Data provided START

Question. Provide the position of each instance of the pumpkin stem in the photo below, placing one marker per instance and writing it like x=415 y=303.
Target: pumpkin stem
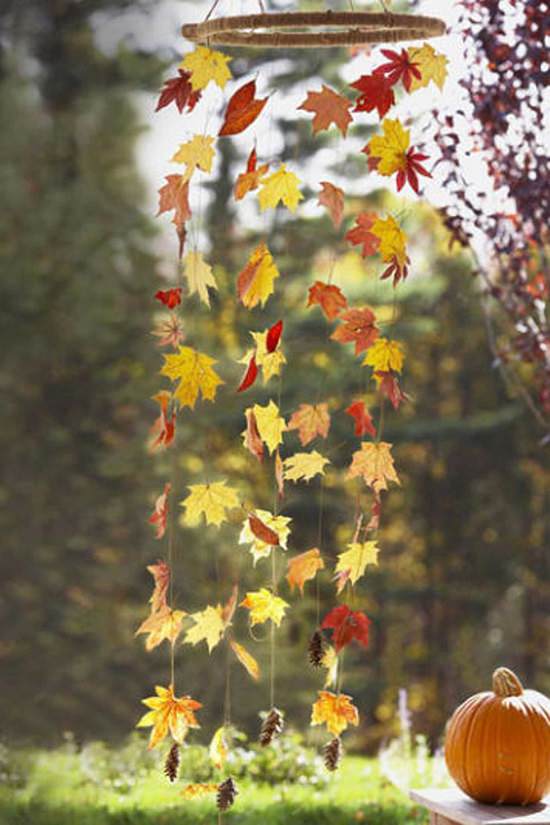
x=506 y=683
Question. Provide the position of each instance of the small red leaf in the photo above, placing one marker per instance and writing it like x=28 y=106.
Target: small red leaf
x=242 y=110
x=169 y=297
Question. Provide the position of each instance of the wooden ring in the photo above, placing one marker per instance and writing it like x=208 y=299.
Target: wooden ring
x=314 y=29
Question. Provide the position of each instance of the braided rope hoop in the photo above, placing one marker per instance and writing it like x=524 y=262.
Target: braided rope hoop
x=313 y=29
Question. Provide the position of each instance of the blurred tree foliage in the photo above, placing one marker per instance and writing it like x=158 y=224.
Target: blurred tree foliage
x=463 y=583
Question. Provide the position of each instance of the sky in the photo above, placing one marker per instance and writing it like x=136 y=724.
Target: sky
x=166 y=130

Data provided END

#### [To do]
Print only the lines from the one with "Target: wooden ring" to the end of the records, both included.

#### [Written answer]
Target: wooden ring
x=314 y=29
Question. Provide the position of each instance of the braided rope hoop in the photo above, placing one marker per instance and writing it like x=524 y=262.
Target: braided rope hoop
x=313 y=29
Question. Provide the position of each instance of the blurred tree foliage in the photo above, placing one marker per instance and writing it like x=158 y=224.
Target: blurred tree foliage
x=463 y=583
Question. Provide the position of each instance of the sky in the photo above, placing one marker per instance and writing it like x=136 y=724.
Target: sky
x=166 y=130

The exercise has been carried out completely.